Prompt:
Copy the listing below line for line, from its opening line to the one with "# paths use fill-rule evenodd", both included; stop there.

Data provided:
Start of Block
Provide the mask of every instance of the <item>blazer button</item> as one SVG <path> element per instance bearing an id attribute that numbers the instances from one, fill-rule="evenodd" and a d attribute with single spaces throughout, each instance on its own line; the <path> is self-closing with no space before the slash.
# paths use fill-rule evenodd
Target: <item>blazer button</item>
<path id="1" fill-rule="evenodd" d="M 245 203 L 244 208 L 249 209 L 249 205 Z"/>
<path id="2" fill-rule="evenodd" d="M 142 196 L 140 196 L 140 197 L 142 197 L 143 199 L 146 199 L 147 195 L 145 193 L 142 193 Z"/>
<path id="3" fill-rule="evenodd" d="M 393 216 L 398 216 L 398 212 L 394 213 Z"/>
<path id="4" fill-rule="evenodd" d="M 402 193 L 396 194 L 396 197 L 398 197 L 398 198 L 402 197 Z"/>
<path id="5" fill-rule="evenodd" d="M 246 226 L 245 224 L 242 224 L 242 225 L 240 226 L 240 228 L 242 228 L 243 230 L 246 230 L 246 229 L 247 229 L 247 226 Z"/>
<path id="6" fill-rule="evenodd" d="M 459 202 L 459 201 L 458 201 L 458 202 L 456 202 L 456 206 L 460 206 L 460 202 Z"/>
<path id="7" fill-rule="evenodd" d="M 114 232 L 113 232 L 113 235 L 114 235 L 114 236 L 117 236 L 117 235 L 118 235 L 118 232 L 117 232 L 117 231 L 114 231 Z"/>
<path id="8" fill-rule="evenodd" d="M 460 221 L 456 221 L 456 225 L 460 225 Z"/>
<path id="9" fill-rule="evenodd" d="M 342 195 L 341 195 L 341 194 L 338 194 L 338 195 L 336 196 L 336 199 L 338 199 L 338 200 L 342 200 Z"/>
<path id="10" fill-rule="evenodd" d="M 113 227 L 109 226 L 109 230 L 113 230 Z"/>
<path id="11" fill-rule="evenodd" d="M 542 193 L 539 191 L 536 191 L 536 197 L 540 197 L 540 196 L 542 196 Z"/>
End of Block
Written solution:
Provide the mask of every instance of the <item>blazer button</item> as one SVG <path> element per instance bearing an id attribute that numbers the instances from one, fill-rule="evenodd" and a d attribute with single spaces throughout, each instance on its own line; the <path> is self-closing with no space before the slash.
# paths use fill-rule evenodd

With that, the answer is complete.